◆ Written request
Type every record exactly as it appears.

begin

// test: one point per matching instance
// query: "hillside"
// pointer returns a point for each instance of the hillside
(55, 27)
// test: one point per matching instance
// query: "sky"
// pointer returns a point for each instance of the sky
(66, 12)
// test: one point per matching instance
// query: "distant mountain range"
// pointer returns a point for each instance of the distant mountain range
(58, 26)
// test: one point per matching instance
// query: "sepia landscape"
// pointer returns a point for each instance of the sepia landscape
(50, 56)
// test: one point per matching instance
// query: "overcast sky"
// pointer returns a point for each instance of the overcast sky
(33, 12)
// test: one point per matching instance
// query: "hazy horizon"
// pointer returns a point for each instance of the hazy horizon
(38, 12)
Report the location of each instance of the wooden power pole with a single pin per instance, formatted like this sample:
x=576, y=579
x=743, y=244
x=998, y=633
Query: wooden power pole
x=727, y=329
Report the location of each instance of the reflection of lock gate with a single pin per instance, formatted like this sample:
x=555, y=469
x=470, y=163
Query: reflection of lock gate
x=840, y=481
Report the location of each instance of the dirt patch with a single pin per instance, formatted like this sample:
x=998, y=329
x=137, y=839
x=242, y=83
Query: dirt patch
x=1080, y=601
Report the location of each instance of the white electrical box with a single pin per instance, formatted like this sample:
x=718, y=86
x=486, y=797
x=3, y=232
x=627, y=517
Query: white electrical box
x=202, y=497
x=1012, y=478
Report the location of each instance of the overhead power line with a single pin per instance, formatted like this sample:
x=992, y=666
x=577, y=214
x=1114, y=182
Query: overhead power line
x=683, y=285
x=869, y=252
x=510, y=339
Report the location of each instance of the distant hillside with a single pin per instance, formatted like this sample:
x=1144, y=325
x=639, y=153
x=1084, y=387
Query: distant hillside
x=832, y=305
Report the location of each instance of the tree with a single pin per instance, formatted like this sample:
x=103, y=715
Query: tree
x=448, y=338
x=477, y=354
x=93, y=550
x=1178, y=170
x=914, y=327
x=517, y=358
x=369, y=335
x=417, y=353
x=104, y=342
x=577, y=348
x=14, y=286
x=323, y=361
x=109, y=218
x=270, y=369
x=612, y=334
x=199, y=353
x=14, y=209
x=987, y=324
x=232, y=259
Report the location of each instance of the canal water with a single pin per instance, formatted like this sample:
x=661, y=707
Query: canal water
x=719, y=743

end

◆ Solution for this task
// test: one point per matching instance
// query: "hillside"
// pointer returns a point for each instance of the hillside
(55, 27)
// test: one point per matching instance
// query: "sky"
// pointer returns a point for each instance of the sky
(66, 12)
// test: one point per matching instance
// query: "distant mountain range"
// pointer returns a point for each instance of the distant mountain range
(58, 26)
// test: one point per matching instance
// query: "sepia landscape"
// pointer returns a point for each instance of the sepia landscape
(50, 56)
// test: one point per matching instance
// query: "overcast sky"
// pointer returns a point for each instance of the overcast sky
(33, 12)
// test: one point per matching instance
// query: "hazy horizon"
// pointer returns a point for each instance of the hazy horizon
(38, 12)
Report the location of each instance of the wooden power pole with a single pin per instance, formatted like this sample:
x=576, y=579
x=743, y=244
x=998, y=633
Query: wooden power pole
x=727, y=329
Report the location of each instance of the reflection of lock gate with a single pin per instance, formatted like this sample:
x=555, y=469
x=470, y=163
Query: reflection of lock gate
x=840, y=481
Report the location of each instance of the dirt patch with a single pin per instance, formatted like this sample:
x=998, y=329
x=137, y=839
x=242, y=83
Query: dirt patch
x=1080, y=601
Report the location of each instance of the white electrical box with a single pin per instance, formatted like this sample:
x=718, y=86
x=486, y=797
x=3, y=232
x=627, y=517
Query: white electrical box
x=202, y=497
x=1012, y=478
Report the location of each instance of the overhead power line with a single pin per instance, formatted like this sample:
x=992, y=666
x=577, y=214
x=1114, y=182
Query: overhead power line
x=683, y=285
x=869, y=252
x=510, y=339
Report the location of each instance of the distant hillside with a single pin per instance, formatted like this sample:
x=1144, y=325
x=639, y=153
x=1084, y=387
Query: distant hillside
x=832, y=305
Report the location of each instance of the tree with a single pin per instance, formatted like this sample:
x=103, y=715
Query: tree
x=448, y=338
x=477, y=354
x=93, y=550
x=1178, y=170
x=914, y=327
x=517, y=358
x=369, y=335
x=417, y=353
x=104, y=342
x=577, y=348
x=14, y=286
x=323, y=361
x=109, y=218
x=270, y=369
x=612, y=334
x=199, y=353
x=14, y=209
x=987, y=324
x=232, y=259
Report the location of each instance of the canal water with a single pin per instance, formatted like this sample:
x=661, y=707
Query: canal water
x=719, y=743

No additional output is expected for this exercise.